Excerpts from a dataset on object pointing
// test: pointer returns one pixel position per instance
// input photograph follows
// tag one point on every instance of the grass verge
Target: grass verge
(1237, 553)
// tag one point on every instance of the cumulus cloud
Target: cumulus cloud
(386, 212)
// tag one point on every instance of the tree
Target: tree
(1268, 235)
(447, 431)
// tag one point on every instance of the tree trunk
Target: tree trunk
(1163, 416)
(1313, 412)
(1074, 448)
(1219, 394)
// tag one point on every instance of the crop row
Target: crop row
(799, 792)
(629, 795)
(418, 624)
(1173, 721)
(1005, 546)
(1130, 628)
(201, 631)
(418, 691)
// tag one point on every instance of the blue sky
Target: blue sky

__What you are asked to do__: Print all of the rows above verbatim, keeping them in their original order.

__Output for this exercise__:
// test: pointer returns one pixel position per instance
// input photograph follows
// tag one point on every instance of the grass verge
Target: grass verge
(1237, 553)
// tag one point on every instance of the cumulus cloud
Target: cumulus cloud
(386, 212)
// tag one point on every instance of the tree
Target: tree
(1268, 235)
(447, 431)
// tag one point on every instance of the tree trunk
Target: tree trunk
(1163, 416)
(1313, 412)
(1074, 448)
(1219, 394)
// tag one point on every instance of the crop row
Target: crop row
(799, 792)
(629, 795)
(418, 624)
(1173, 721)
(1005, 546)
(1130, 628)
(201, 631)
(418, 691)
// tag one point on every instance of the blue sky
Target: blue sky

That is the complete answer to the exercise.